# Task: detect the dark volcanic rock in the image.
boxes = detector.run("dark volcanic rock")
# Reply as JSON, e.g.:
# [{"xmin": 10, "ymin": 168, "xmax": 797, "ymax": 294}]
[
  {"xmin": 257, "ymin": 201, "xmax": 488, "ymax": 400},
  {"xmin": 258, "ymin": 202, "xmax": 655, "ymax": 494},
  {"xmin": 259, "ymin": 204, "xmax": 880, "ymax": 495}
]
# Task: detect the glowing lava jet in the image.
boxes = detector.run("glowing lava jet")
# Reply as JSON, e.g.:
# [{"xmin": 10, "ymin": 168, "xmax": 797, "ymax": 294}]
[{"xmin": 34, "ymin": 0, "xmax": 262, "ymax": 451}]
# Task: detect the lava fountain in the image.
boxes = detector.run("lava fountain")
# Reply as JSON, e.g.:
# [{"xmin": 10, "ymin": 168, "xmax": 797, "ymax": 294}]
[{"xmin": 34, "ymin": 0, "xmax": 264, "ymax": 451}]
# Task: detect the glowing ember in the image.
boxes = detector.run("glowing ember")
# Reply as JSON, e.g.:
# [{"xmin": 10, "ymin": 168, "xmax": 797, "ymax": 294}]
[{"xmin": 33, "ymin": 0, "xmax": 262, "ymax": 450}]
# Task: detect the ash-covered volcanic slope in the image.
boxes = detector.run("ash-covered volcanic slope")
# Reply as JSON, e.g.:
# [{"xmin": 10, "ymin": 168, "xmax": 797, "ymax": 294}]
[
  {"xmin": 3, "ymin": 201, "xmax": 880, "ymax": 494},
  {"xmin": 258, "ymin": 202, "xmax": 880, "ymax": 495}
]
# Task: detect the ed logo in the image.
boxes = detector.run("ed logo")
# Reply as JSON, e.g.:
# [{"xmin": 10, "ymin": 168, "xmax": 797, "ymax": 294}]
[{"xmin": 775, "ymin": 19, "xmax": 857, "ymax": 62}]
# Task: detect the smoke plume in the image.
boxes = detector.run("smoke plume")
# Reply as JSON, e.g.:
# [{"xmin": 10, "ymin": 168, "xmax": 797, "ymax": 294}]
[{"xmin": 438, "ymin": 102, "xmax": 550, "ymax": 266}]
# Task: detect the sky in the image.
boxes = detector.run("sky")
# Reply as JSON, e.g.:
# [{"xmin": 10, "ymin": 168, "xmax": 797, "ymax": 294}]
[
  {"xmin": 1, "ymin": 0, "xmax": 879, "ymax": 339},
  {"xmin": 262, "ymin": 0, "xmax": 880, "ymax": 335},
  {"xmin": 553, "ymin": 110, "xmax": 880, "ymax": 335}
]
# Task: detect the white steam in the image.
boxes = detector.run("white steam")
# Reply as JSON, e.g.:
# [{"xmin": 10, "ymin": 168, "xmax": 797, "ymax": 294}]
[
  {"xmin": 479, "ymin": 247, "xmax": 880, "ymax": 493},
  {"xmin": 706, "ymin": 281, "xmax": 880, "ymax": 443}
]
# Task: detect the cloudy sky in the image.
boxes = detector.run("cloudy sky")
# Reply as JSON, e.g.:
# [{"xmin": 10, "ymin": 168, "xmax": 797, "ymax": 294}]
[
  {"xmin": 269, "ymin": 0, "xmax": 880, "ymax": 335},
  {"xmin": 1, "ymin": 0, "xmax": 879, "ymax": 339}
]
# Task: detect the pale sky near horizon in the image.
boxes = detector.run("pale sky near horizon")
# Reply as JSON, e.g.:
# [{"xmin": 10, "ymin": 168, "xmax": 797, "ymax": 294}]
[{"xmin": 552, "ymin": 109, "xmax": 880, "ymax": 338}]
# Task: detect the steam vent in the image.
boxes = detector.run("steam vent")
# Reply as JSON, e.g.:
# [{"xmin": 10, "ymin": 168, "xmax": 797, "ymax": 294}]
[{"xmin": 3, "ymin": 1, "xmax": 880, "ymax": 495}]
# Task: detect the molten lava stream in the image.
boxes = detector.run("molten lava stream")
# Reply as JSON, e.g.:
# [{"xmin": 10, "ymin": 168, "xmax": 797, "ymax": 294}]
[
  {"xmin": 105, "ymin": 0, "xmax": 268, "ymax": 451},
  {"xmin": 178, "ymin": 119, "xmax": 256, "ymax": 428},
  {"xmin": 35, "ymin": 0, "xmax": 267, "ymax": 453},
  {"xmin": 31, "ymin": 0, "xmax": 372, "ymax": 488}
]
:::
▸ TO DO
What is needed here is an exact reproduction of all the entries.

▸ EXERCISE OUTPUT
# Task: detect the dark volcanic rock in the image.
boxes = detector.run("dark volcanic rock")
# Reply as JSON, e.g.:
# [{"xmin": 10, "ymin": 168, "xmax": 797, "ymax": 294}]
[
  {"xmin": 257, "ymin": 201, "xmax": 488, "ymax": 400},
  {"xmin": 258, "ymin": 202, "xmax": 655, "ymax": 494},
  {"xmin": 259, "ymin": 204, "xmax": 880, "ymax": 495}
]
# Task: detect the glowing lava jet in the image.
boxes = detector.run("glowing lava jet")
# Reply as JSON, e.g.:
# [{"xmin": 10, "ymin": 168, "xmax": 797, "ymax": 294}]
[{"xmin": 34, "ymin": 0, "xmax": 262, "ymax": 451}]
# Task: detect the lava fountain in the image.
boxes = detector.run("lava fountain")
# Reply as JSON, e.g.:
# [{"xmin": 10, "ymin": 168, "xmax": 797, "ymax": 294}]
[{"xmin": 34, "ymin": 0, "xmax": 264, "ymax": 451}]
# Task: detect the glowing ember in the image.
boxes = detector.run("glowing ember")
# Reply as JSON, e.g.:
# [{"xmin": 10, "ymin": 168, "xmax": 797, "ymax": 294}]
[{"xmin": 33, "ymin": 0, "xmax": 262, "ymax": 450}]
# Task: detect the ash-covered volcanic slope in the image.
boxes = detector.run("ash-covered volcanic slope")
# Reply as JSON, e.g.:
# [{"xmin": 10, "ymin": 168, "xmax": 797, "ymax": 294}]
[
  {"xmin": 3, "ymin": 201, "xmax": 880, "ymax": 494},
  {"xmin": 258, "ymin": 202, "xmax": 880, "ymax": 495}
]
# Task: detect the ed logo in the image.
boxes = detector.run("ed logo")
# Reply as JSON, e.g.:
# [{"xmin": 10, "ymin": 168, "xmax": 797, "ymax": 294}]
[{"xmin": 775, "ymin": 19, "xmax": 857, "ymax": 62}]
# Task: detect the smoke plume in the image.
boxes = detector.run("smoke plume")
# Reply as JSON, e.g.:
# [{"xmin": 10, "ymin": 168, "xmax": 797, "ymax": 294}]
[{"xmin": 438, "ymin": 102, "xmax": 550, "ymax": 266}]
# Task: detect the sky in the image.
boxes = detector.run("sky")
# Reply as JSON, e.g.:
# [{"xmin": 10, "ymin": 168, "xmax": 797, "ymax": 294}]
[
  {"xmin": 1, "ymin": 0, "xmax": 879, "ymax": 339},
  {"xmin": 262, "ymin": 0, "xmax": 880, "ymax": 335},
  {"xmin": 553, "ymin": 110, "xmax": 880, "ymax": 335}
]
# Task: detect the white steam in the image.
boxes = detector.run("white steam")
# Reply as JSON, e.g.:
# [{"xmin": 10, "ymin": 168, "xmax": 797, "ymax": 294}]
[
  {"xmin": 479, "ymin": 247, "xmax": 880, "ymax": 493},
  {"xmin": 706, "ymin": 281, "xmax": 880, "ymax": 443}
]
# Task: detect the cloudy sky in the image.
boxes = detector.run("cloudy sky")
# Reply as JSON, e.g.:
# [{"xmin": 10, "ymin": 168, "xmax": 797, "ymax": 294}]
[
  {"xmin": 269, "ymin": 0, "xmax": 880, "ymax": 335},
  {"xmin": 1, "ymin": 0, "xmax": 879, "ymax": 339}
]
# Task: detect the pale sky near horizon in the image.
boxes = detector.run("pale sky near horizon")
# Reply as JSON, e.g.:
# [{"xmin": 10, "ymin": 168, "xmax": 797, "ymax": 294}]
[{"xmin": 552, "ymin": 109, "xmax": 880, "ymax": 338}]
# Task: detect the steam vent in the image.
boxes = detector.run("steam vent")
# Reply as JSON, e.g.:
# [{"xmin": 10, "ymin": 168, "xmax": 797, "ymax": 294}]
[{"xmin": 3, "ymin": 1, "xmax": 880, "ymax": 495}]
# Task: detect the molten lava stream in the image.
boxes = detector.run("molten lava stream")
# Reply as JSON, e.g.:
# [{"xmin": 10, "ymin": 168, "xmax": 797, "ymax": 294}]
[
  {"xmin": 105, "ymin": 0, "xmax": 268, "ymax": 451},
  {"xmin": 178, "ymin": 119, "xmax": 256, "ymax": 428},
  {"xmin": 35, "ymin": 0, "xmax": 267, "ymax": 453},
  {"xmin": 31, "ymin": 0, "xmax": 372, "ymax": 488}
]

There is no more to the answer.